DIRECTIONS
Reproduce the following records exactly from the line containing "Exercise. Put one marker on every instance of the person" onward, ending with the last line and including it.

[Position identification records]
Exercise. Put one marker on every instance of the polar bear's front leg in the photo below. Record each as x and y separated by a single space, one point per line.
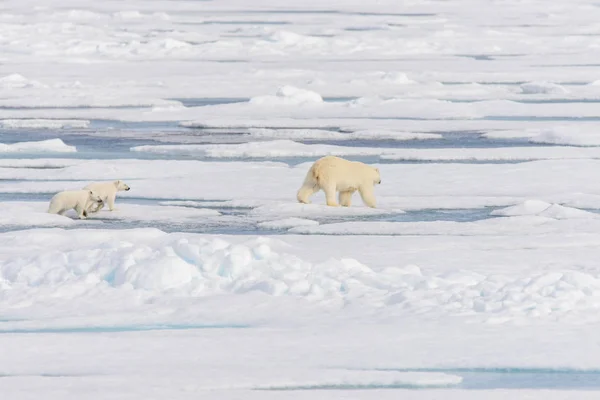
330 195
346 197
110 200
366 193
81 212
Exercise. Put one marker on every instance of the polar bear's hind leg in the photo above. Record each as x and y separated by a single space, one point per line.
366 193
307 190
346 197
330 192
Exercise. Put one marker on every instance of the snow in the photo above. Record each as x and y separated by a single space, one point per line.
543 209
43 123
287 223
308 134
476 275
267 149
542 87
43 146
556 135
288 95
289 148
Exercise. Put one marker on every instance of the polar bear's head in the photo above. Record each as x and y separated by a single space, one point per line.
376 176
121 186
94 197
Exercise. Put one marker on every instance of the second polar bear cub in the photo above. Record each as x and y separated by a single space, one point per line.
107 192
334 174
80 200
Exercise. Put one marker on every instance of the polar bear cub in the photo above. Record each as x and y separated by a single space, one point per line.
334 174
107 192
80 200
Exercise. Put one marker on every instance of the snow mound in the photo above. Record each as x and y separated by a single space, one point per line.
16 81
44 146
288 39
344 379
568 136
151 265
44 123
366 134
543 209
289 95
386 134
578 135
287 223
266 149
397 78
314 210
542 88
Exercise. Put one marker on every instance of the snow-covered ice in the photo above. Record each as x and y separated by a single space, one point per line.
478 270
44 146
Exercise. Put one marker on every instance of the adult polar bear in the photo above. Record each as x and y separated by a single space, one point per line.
80 200
107 192
334 174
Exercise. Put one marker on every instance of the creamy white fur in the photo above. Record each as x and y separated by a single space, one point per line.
334 174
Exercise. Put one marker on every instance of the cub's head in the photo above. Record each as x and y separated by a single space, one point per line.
121 186
94 197
376 176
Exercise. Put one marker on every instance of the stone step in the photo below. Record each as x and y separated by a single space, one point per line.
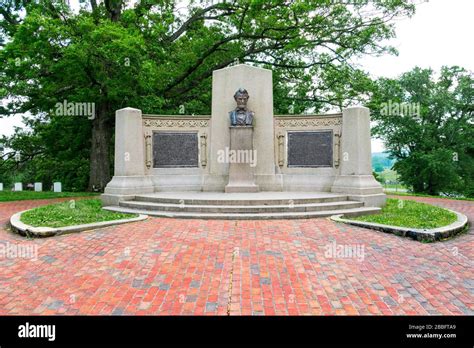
248 216
260 198
241 209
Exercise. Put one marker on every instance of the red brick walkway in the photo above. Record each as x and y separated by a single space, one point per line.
169 266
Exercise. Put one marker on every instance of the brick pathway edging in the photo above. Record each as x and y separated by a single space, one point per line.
198 267
421 235
27 230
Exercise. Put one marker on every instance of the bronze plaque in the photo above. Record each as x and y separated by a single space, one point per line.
175 149
310 149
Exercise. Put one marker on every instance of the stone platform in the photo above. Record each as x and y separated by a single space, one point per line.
243 206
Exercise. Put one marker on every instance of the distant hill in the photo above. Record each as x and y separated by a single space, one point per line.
380 161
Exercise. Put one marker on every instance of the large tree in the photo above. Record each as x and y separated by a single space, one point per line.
159 55
427 124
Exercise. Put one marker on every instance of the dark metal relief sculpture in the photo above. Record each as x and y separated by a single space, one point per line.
241 116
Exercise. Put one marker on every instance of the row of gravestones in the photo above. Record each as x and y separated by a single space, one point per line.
57 187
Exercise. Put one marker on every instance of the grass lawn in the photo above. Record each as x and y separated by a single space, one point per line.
8 196
393 193
413 214
69 213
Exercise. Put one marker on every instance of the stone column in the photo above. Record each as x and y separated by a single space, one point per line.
258 83
356 177
241 172
129 177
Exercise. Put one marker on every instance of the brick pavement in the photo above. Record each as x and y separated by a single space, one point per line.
167 266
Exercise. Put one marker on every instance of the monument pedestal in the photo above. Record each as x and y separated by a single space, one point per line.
242 160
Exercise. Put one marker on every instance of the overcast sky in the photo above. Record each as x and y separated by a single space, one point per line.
440 33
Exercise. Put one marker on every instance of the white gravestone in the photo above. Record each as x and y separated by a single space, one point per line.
57 187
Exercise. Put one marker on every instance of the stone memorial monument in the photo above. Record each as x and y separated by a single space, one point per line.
241 173
248 154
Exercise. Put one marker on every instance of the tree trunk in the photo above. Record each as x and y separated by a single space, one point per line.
100 153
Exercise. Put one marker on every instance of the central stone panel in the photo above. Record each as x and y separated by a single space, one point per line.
175 150
310 149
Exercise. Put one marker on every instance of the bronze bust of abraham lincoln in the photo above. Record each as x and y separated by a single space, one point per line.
241 116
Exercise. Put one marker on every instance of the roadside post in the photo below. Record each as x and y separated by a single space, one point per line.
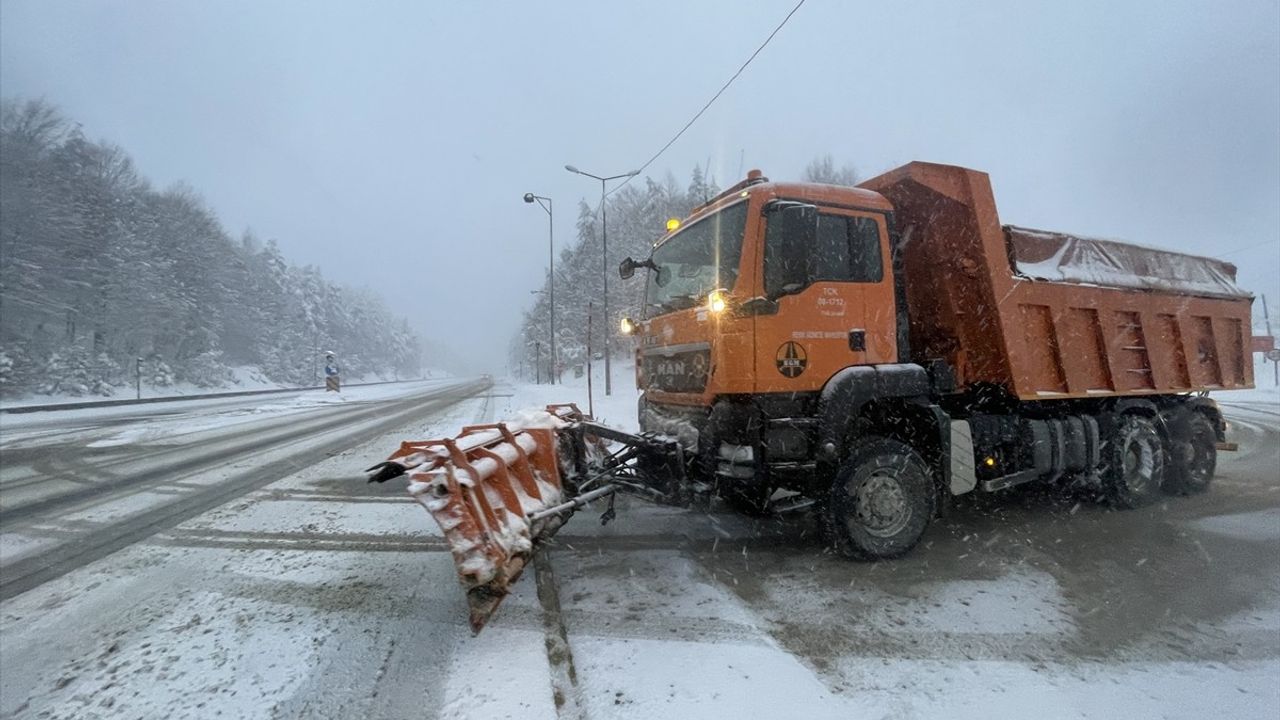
332 382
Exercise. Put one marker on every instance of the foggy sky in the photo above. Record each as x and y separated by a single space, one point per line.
391 144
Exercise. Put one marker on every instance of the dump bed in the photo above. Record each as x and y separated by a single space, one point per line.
1056 315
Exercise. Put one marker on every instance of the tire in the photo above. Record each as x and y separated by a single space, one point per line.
1192 454
1134 463
750 500
881 502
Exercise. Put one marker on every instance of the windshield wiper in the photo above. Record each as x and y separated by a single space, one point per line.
677 302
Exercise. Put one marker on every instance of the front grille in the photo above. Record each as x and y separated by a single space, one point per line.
676 370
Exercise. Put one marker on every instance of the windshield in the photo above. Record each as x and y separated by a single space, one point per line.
695 261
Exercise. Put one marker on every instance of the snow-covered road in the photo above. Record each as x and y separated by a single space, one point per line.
320 596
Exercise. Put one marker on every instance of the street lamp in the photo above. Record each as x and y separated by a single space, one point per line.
545 203
604 268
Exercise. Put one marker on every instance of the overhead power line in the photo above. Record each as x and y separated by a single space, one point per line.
718 92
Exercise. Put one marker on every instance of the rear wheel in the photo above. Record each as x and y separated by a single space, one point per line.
1192 454
1134 465
881 502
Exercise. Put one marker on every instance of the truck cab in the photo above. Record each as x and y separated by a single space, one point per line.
750 308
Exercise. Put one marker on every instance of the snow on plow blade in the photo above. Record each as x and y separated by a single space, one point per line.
489 490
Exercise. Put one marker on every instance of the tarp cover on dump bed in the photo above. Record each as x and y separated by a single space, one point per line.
1084 260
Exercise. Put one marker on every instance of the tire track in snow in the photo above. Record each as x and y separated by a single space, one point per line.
46 565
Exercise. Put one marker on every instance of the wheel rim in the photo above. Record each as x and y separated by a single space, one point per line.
1198 456
881 507
1139 465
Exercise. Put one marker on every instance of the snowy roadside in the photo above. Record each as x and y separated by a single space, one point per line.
316 596
160 423
323 596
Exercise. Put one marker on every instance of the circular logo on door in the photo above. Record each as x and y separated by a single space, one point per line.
791 359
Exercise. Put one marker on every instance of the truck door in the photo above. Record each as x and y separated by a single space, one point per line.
833 296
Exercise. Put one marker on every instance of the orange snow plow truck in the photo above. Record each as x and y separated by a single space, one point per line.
864 354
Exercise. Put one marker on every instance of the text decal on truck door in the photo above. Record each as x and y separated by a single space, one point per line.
791 359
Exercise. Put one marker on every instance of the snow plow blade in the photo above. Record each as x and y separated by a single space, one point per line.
496 491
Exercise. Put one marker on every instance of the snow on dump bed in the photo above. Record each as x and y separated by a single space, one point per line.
1086 260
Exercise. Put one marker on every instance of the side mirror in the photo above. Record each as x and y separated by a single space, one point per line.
792 233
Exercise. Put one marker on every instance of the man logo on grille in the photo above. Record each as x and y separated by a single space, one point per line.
791 359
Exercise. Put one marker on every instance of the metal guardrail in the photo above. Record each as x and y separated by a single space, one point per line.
21 409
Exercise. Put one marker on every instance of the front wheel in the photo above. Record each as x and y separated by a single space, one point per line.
1134 463
882 500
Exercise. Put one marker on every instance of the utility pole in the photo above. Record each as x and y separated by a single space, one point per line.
1275 364
590 399
604 267
551 268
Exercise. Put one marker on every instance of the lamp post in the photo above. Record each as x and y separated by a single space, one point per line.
604 268
545 203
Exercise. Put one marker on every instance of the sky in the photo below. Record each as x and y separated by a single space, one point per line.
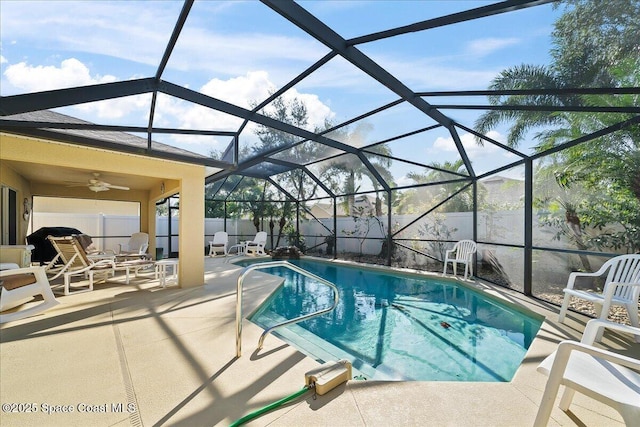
241 51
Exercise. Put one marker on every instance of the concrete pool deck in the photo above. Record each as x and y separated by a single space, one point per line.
168 355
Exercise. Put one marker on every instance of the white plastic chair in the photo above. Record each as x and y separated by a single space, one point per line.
621 287
137 245
21 285
256 246
600 374
219 243
462 253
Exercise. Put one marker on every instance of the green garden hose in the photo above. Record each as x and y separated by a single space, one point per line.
269 407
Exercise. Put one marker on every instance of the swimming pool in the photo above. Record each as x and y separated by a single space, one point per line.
395 326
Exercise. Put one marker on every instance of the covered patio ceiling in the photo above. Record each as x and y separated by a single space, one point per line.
420 119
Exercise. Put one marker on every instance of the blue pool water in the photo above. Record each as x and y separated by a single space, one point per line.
395 326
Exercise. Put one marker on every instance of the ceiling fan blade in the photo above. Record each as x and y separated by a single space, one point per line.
116 187
98 188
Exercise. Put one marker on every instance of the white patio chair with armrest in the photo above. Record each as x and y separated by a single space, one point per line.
462 253
21 285
256 246
608 377
621 287
219 243
76 262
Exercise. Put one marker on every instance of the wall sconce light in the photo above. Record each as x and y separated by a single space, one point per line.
26 209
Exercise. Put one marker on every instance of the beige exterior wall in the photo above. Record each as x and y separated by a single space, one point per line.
9 178
169 178
112 207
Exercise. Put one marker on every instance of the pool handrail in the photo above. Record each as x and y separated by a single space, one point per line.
270 264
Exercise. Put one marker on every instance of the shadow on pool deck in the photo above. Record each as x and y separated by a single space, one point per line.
141 355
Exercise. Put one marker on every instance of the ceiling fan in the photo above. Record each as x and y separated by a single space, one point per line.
96 184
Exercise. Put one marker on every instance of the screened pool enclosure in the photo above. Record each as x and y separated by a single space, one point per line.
384 138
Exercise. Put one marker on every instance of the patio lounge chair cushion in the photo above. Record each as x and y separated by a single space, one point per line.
76 262
19 280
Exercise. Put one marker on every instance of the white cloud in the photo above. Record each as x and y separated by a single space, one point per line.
37 78
473 149
486 46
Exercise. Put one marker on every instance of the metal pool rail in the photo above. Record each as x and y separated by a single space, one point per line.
290 266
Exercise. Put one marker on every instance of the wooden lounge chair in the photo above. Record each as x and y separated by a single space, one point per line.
75 262
21 285
219 243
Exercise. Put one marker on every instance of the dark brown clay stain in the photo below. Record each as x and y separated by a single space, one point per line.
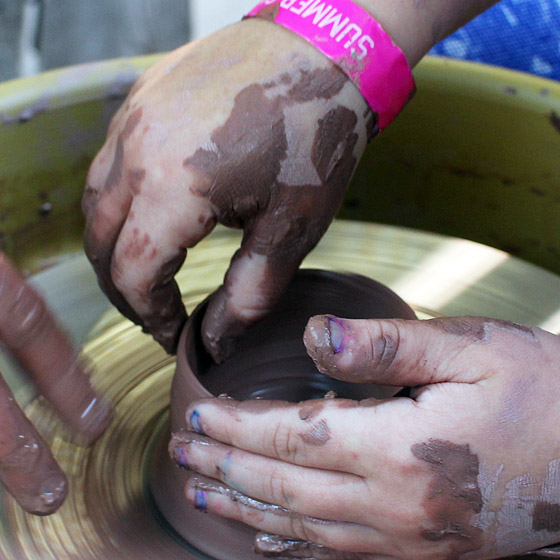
453 496
554 119
240 178
132 122
276 546
546 517
321 83
250 148
138 245
319 435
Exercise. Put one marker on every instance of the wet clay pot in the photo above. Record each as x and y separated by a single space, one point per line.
271 363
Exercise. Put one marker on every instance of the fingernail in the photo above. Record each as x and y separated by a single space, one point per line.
180 456
201 500
336 333
54 491
194 422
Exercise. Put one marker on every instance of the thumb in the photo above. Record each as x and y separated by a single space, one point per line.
397 352
259 274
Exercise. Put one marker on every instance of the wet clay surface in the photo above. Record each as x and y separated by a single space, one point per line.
254 181
270 362
453 496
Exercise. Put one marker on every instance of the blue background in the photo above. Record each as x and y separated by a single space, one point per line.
519 34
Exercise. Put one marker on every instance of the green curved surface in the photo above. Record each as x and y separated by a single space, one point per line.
476 155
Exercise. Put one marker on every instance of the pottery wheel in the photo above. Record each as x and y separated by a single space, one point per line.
109 512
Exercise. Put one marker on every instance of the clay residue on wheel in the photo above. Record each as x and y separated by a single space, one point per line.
453 496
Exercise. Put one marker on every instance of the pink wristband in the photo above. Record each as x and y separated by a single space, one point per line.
357 43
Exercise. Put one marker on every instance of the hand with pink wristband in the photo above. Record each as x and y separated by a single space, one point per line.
252 127
260 126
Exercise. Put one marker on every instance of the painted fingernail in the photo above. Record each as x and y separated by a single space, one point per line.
201 500
194 421
180 456
336 332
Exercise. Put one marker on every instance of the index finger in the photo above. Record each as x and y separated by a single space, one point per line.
35 339
28 470
325 434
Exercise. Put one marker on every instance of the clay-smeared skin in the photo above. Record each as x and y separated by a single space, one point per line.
546 517
275 546
479 329
467 468
454 495
273 156
239 176
27 468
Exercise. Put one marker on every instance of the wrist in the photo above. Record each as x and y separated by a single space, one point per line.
417 26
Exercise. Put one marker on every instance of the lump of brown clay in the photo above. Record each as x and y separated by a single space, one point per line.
270 362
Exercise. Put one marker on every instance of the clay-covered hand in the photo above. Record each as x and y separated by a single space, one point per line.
470 465
29 331
250 127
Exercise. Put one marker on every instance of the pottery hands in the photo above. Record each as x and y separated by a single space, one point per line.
469 466
261 134
27 468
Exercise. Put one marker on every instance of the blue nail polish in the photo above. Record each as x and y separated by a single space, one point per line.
200 500
195 422
180 457
336 329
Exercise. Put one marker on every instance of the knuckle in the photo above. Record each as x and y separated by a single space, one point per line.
286 444
384 345
304 529
278 489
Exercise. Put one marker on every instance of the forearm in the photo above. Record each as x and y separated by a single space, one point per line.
417 25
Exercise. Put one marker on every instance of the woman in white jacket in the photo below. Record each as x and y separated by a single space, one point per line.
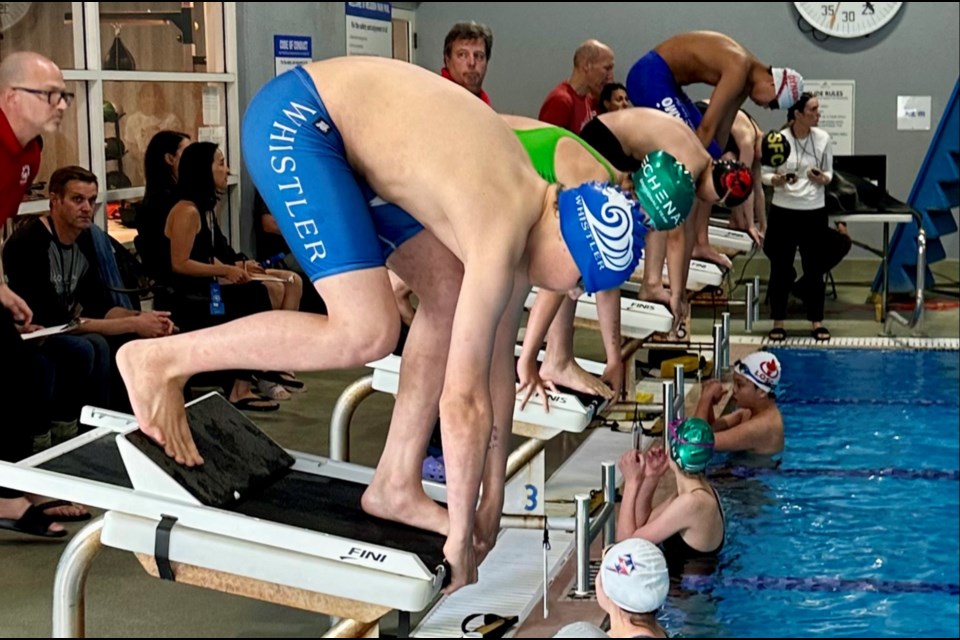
798 218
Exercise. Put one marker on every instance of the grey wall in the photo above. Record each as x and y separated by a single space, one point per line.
917 54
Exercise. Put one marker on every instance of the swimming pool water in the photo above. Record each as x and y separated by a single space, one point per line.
857 533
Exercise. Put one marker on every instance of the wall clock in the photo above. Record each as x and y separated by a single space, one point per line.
848 19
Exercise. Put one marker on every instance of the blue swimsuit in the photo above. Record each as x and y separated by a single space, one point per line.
330 217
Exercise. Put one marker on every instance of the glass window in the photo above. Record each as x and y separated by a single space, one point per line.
135 111
61 148
162 36
38 26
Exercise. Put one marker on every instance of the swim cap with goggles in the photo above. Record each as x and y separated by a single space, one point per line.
788 85
665 190
762 369
774 148
691 444
604 232
732 181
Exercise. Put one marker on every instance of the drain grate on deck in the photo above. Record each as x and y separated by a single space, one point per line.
876 342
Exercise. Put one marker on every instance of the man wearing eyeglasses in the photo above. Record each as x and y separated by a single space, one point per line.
33 98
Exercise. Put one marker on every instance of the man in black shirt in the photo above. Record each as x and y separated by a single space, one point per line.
51 262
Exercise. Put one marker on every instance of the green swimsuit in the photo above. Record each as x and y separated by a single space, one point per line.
541 146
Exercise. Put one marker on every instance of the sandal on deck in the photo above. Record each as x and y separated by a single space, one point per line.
33 522
777 334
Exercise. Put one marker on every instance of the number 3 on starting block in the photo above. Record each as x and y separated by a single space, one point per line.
524 493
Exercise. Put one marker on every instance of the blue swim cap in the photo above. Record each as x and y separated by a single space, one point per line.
604 232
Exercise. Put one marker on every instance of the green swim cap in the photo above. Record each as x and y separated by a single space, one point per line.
691 444
665 190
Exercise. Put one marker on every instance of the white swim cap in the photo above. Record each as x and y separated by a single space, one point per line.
634 576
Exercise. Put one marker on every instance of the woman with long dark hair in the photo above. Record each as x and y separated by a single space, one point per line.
212 283
160 167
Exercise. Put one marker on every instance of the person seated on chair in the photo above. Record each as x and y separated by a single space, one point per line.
756 426
690 524
624 138
33 101
201 265
632 584
161 165
51 262
344 172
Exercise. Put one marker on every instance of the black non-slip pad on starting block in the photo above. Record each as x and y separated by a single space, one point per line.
238 458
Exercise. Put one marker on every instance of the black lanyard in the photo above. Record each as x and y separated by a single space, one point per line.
802 149
66 275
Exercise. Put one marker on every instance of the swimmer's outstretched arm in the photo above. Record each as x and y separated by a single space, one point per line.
542 313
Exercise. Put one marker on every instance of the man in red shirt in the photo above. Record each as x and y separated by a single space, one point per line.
466 52
33 98
571 104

RESULT OF THIS TASK
Exercise. Put one marker on every instance of the person seated on chair in the photo above. Record each as x and y separated by a single space, one point per line.
756 426
690 524
624 138
33 101
201 265
632 584
161 165
51 262
344 172
Exercise. Put one marker on every instance of the black non-slip pad on starting block in the photo above. Record each as x and y separated by a single space, one point per line.
238 458
Exercise. Put one marker on every instance of the black lanyard in the photo above. Record each as x and y separated by a single space, one point per line.
802 149
66 275
Exercise. Put one marker on every instance of the swimmer's outstretched arm in the photo above. Record each as x and y separated by a single space, one point per line.
542 313
Exercise. Put one marker on every instance of the man in red shirt in the photo above. Record each as x and y separated by a single space, one point per line.
466 52
33 98
571 104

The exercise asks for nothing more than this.